- _EXERCISE PASSAGE_
A drug-fuelled teenager who viciously beat a mentally ill man with a garden spade as he lay helpless in the street has been locked up for four years.

The 17-year-old exploded with rage and felled vulnerable Yasar Sadiq with a whack from the shovel before raining up to ten blows on his head and upper body late at night in Staveley Road, Ingrow, Keighley, Bradford Crown Court heard.

The Keighley youth, who was 16 at the time and cannot be named for legal reasons, fled the scene with his friends leaving Mr Sadiq, 34, with severe head, face and arm wounds, gaping to reveal tissue and bone.

The teenager pleaded guilty to wounding with intent to do grievous bodily harm and possession of an offensive weapon on April 6.

Prosecutor Duncan Ritchie said yesterday the defendant and other youths were out on the streets after police broke up a noisy party they were attending at around midnight.

He had taken drugs and alcohol and became enraged when Mr Sadiq kicked a girl's bag and threw a soft drink at another young woman after a member of the group asked him for skunk cannabis.

The teenager seized a spade from a nearby garden and struck Mr Sadiq forcefully to the back of the head as he was walking away.

- _MATERIAL PROVIDED_

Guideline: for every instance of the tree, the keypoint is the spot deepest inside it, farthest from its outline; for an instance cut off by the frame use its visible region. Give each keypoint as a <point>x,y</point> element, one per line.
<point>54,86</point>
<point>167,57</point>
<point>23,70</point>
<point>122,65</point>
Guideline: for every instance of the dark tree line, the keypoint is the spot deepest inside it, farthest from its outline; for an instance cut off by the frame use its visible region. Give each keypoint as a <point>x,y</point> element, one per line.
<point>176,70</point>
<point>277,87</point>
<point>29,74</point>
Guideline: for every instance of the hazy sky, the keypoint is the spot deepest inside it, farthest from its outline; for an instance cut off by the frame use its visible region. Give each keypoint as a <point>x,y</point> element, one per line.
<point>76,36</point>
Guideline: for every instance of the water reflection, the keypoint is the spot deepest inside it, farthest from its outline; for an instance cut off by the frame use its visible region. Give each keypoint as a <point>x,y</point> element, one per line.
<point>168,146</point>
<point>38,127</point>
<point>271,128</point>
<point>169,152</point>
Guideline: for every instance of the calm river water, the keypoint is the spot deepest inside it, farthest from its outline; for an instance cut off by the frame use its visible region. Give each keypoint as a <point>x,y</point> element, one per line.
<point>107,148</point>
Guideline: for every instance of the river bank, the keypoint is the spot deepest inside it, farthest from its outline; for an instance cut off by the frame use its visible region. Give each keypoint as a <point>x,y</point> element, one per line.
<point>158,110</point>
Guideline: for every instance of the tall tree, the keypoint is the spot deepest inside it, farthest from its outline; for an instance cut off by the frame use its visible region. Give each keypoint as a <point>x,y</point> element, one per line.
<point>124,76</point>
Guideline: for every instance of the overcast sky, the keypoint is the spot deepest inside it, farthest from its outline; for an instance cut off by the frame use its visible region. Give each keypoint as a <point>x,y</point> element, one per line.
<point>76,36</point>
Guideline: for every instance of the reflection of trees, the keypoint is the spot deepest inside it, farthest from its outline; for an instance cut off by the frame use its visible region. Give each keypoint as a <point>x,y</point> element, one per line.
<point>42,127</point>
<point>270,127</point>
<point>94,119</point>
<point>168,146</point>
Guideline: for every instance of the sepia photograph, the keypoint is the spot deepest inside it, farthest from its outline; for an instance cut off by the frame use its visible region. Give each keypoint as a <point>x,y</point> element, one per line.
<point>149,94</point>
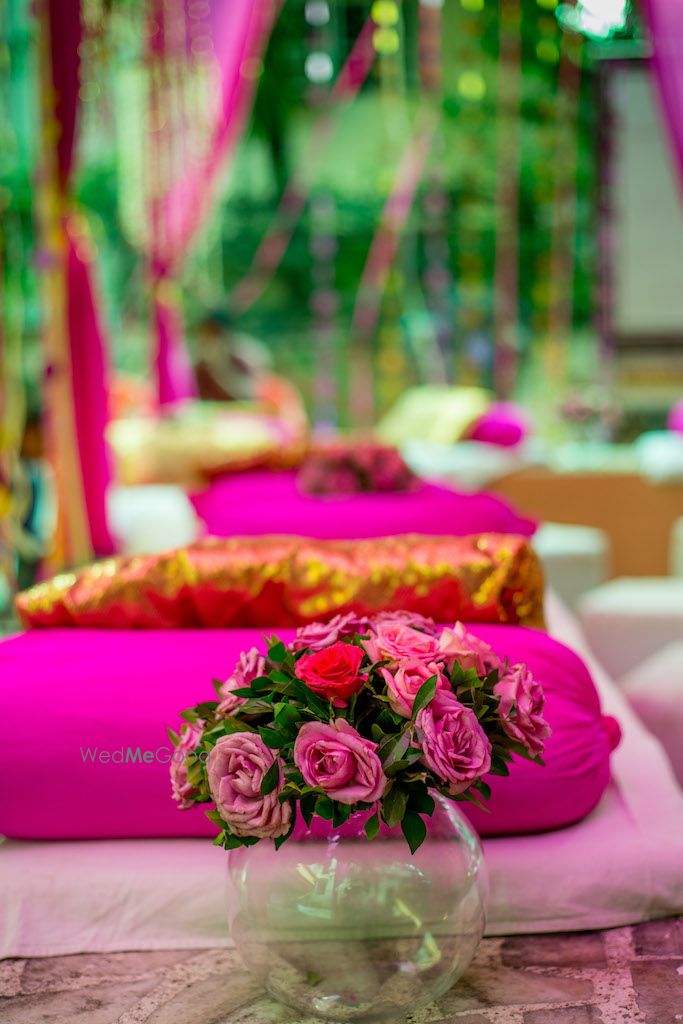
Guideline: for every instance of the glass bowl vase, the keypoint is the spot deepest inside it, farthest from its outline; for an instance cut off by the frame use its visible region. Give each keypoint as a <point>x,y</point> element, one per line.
<point>347,929</point>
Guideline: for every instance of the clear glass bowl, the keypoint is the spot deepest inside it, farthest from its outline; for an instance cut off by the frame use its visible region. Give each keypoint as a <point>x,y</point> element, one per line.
<point>350,930</point>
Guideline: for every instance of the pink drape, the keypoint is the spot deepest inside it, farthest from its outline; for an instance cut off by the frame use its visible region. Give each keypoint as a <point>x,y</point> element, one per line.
<point>665,18</point>
<point>87,349</point>
<point>237,32</point>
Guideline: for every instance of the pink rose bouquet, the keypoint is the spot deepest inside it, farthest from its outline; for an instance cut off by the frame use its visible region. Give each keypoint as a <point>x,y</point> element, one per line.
<point>355,715</point>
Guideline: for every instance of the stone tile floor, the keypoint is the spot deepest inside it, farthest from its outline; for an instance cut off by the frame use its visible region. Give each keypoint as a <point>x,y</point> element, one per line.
<point>625,976</point>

- _TASK TO CARRY OUT_
In the court report, what did a member of the group ask Mr Sadiq for? None of the material is needed here.

- _TASK RESPONSE_
Skunk cannabis.